__PASSAGE TO READ__:

+===+

EXHIBIT 10.2
EXECUTION COPY
FIRST AMENDMENT TO CREDIT AGREEMENT
This First Amendment (this "Amendment") to the Credit Agreement referenced
below is entered into as of May 3, 2004, among Quiksilver, Inc., a Delaware
corporation (the "Company"), the other borrowers signatory hereto (collectively
with the Company, the "Borrowers"), the lenders signatory hereto (the " Majority
Lenders"), and JPMorgan Chase Bank, as administrative agent for the Lenders (in
such capacity, the "Agent").
RECITALS:
WHEREAS, the Borrowers, the Lenders and the Agent are parties to the
Credit Agreement, dated as of June 27, 2003 (the "Credit Agreement"), providing
for the extension of credit to the Borrowers in the form of revolving credit
loans and letters of credit in an aggregate principal amount not to exceed
$200,000,000; and
WHEREAS, the Borrowers have requested that certain provisions of the
Credit Agreement be amended, and the Majority Lenders have agreed to such an
amendment, on the terms and subject to the conditions set forth in this
Amendment.
NOW, THEREFORE, in consideration of the mutual covenants and undertakings
herein contained, and for other good and valuable consideration, the receipt and
sufficiency of which are hereby acknowledged, the parties hereto hereby agree as
follows:
1. Amendments to Credit Agreement
(a) Section 1.1 of the Credit Agreement. The following defined term
is hereby added to Section 1.1 of the Credit Agreement following the definition
of the term "Currency":
"DC Shoes Acquisition": the acquisition by Quiksilver of DC Shoes,
Inc., a California corporation ("DC Shoes"), pursuant to that
certain Stock Purchase Agreement, dated as of March 8, 2004, by and
among Quiksilver, DC Shoes and the Sellers of DC Shoes, for a
Consideration equal to the sum of (i) approximately US$56,000,000 in
cash, subject to certain adjustments, (ii) approximately 1,600,000
shares of Quiksilver common stock, subject to certain adjustments,
and (iii) possible earnout payments up to US$57,000,000.
(b) Section 5.1(c) of the Credit Agreement. Section 5.1(c) of the
Credit Agreement is hereby amended and restated as follows:
(c) Within 105 days after the end of each fiscal year,
Quiksilver shall deliver to the Lenders its projections with respect
to the financial performance of Quiksilver and its Subsidiaries for
the fiscal year commencing on the immediately preceding November 1.
Such projections shall include quarterly cash-flow forecasts,
quarterly consolidated balance sheets and quarterly
consolidating income statements and shall otherwise be in form and
scope reasonably satisfactory to the Agent.
(c) Section 6.3(b) of the Credit Agreement. Section 6.3(b) of the
Agreement is hereby amended and restated as follows:
(b) Liens existing on any Property (other than trademarks,
copyrights and other intellectual property rights) at the time of
the acquisition of such Property and not created in anticipation of
such acquisition; provided, however, with respect to a Subsidiary,
the stock of which is acquired by one of the Borrowers, the Property
of such Subsidiary shall be deemed to be acquired at the time the
stock of such Subsidiary is acquired by such Borrower;
(d) Section 6.7(d) of the Credit Agreement. Section 6.7(d) of the
Credit Agreement is hereby amended and restated as follows:
(d) Acquisitions of Persons or businesses in the same line of
business as that described in Section 3.17, provided that (i) no
Default has occurred and is continuing or would result from the
consummation of such Acquisition (and Quiksilver shall have
delivered to the Agent a Covenant Compliance Certificate showing pro
forma calculations, as of the most recent quarter-end for which a
Covenant Compliance Certificate has been provided by Quiksilver, and
as of each of the three subsequent quarter-ends and on an annual
basis thereafter through the Revolving Loan Commitment Expiration
Date, assuming such Acquisition had been consummated), (ii) the
aggregate Consideration therefor shall not exceed US$25,000,000
annually, and US$50,000,000 in the aggregate, between the Closing
Date and the Maturity Date; provided, however, that the
Consideration set forth in the definition of "DC Shoes Acquisition"

+===+

__LIST OF TASKS__:
1. Answer these from the credit agreement amendment:
(a) On what date was the original Credit Agreement dated?
(b) Within how many days after the end of each fiscal year must Quiksilver deliver its projections to the Lenders?
(c) In which state is DC Shoes, Inc. incorporated?
2. Reproduce the part of the credit agreement amendment starting with "(b) Section 5.1(c)" and going on through "preceding November 1.", word for word.

__EXTRACTED INFORMATION__:
+===+

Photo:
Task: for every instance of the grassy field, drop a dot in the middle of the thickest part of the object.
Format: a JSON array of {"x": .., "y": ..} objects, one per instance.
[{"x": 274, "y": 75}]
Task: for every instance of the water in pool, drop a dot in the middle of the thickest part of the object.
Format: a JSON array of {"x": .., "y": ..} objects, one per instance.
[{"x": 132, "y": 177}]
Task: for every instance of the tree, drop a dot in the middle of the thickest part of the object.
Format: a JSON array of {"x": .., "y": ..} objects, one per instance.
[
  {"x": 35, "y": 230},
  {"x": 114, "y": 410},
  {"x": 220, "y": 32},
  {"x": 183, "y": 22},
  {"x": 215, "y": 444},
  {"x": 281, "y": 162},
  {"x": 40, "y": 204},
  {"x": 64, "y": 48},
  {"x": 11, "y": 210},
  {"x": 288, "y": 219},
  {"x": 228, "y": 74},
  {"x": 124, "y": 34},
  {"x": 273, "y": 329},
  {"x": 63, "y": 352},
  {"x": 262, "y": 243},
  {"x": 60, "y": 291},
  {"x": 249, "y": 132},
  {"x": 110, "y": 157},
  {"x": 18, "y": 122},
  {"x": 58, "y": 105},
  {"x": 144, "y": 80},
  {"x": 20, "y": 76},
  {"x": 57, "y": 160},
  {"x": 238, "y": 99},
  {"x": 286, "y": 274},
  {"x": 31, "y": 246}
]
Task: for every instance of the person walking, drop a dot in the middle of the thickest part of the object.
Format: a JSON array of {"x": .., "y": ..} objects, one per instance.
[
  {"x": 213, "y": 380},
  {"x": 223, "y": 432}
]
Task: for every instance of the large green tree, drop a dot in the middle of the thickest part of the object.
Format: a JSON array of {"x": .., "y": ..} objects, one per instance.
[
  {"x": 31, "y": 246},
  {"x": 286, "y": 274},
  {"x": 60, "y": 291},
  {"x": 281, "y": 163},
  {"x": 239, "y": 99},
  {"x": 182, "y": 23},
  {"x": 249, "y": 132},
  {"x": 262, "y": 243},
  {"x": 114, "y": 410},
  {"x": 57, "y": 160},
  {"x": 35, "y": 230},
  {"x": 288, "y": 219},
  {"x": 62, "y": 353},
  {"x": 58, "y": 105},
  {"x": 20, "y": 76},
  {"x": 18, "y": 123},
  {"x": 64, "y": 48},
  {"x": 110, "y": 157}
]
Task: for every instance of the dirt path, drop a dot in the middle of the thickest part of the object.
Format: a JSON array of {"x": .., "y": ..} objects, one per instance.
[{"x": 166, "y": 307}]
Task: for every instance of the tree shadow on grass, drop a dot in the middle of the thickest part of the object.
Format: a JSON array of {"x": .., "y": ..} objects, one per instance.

+===+

__COMPLETE ANSWERS__:
1.
(a) June 27, 2003
(b) 105 days
(c) California

2.
(b) Section 5.1(c) of the Credit Agreement. Section 5.1(c) of the
Credit Agreement is hereby amended and restated as follows:
(c) Within 105 days after the end of each fiscal year,
Quiksilver shall deliver to the Lenders its projections with respect
to the financial performance of Quiksilver and its Subsidiaries for
the fiscal year commencing on the immediately preceding November 1.